[Extracted data entries]
***

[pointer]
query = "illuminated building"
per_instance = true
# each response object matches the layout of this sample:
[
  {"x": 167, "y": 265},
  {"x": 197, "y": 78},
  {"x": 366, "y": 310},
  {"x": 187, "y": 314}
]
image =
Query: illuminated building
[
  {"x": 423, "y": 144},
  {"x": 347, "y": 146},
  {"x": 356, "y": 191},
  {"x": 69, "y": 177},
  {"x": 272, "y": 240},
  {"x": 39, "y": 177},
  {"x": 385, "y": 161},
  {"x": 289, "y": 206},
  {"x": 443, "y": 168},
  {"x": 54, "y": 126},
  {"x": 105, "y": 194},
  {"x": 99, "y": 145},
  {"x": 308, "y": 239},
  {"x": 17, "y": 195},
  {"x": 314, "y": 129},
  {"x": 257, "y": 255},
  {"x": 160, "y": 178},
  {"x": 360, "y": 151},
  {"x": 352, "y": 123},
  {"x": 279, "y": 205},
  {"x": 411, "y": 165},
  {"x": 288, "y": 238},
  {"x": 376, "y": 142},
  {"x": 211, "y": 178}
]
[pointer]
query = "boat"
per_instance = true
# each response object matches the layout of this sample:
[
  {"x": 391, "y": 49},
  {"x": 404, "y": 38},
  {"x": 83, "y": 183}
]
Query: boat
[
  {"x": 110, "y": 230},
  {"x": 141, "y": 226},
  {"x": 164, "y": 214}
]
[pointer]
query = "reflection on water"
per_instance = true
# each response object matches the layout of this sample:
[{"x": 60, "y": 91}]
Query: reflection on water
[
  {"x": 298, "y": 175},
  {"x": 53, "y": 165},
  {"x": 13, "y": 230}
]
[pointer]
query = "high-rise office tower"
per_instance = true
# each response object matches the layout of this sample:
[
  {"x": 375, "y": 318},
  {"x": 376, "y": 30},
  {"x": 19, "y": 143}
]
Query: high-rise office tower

***

▶ What to do
Find the lines above that contain the word "tower" and copy each one.

▶ Response area
query = "high-rise office tower"
Query: high-rise office tower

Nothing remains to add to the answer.